___ RECORDED DATA ___

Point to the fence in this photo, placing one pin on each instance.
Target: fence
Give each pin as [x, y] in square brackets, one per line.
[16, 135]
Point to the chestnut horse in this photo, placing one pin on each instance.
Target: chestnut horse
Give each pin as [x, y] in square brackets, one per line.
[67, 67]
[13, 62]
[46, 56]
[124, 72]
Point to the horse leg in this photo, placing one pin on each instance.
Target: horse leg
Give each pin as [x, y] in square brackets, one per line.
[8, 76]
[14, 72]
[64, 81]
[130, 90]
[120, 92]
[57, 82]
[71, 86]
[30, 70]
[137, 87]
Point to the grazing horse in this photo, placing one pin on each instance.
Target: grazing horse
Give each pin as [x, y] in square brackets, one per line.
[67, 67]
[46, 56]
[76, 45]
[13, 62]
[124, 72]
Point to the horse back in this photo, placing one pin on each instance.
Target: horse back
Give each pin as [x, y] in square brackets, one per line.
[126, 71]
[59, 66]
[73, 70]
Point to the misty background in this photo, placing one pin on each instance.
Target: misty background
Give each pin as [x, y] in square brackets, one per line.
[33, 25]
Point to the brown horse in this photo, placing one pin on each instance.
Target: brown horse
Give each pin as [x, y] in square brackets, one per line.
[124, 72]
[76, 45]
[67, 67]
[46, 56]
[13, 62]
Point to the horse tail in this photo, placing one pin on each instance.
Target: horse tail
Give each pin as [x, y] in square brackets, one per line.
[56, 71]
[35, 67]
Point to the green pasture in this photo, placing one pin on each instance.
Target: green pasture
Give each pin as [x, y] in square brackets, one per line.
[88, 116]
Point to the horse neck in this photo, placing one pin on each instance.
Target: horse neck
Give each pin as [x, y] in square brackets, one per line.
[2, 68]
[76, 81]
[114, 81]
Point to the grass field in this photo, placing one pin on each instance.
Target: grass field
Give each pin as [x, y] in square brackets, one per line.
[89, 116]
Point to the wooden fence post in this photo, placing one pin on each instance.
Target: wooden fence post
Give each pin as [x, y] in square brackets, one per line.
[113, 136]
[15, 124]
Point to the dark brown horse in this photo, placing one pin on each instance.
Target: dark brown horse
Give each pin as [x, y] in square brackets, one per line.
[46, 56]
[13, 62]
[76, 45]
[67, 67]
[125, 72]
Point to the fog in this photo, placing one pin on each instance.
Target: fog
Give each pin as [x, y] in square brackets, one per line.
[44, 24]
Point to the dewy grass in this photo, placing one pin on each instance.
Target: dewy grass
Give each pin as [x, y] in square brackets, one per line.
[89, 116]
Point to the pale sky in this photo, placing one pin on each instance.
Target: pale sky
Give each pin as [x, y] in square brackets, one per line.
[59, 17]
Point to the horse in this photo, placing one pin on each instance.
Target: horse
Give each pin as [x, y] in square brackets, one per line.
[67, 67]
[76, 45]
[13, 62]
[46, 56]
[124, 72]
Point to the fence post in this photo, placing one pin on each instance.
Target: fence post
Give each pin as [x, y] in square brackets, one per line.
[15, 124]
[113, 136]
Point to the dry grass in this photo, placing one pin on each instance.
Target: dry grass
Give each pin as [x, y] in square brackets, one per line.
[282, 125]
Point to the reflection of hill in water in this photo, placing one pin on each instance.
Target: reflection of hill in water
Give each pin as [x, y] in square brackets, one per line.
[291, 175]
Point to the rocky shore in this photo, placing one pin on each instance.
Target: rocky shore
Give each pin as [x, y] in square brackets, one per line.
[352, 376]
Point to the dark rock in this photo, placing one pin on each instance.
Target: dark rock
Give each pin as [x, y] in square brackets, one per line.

___

§ DIRECTIONS: Return exactly the lines above from the line that has "Point to the grass" through the line that has "Target: dark brown horse", inclusive, and nothing else.

§ YOUR RESPONSE:
Point to the grass field in this photo, placing one pin on each instance.
Target: grass field
Give each pin as [x, y] in square brackets, one per line.
[89, 116]
Point to the wooden fence post in this photo, placing one pin on each instance.
Target: wooden fence post
Give each pin as [x, y] in square brackets, one per line.
[113, 136]
[15, 124]
Point to the dark brown horse in this photo, placing one pin on each instance.
Target: dark brown horse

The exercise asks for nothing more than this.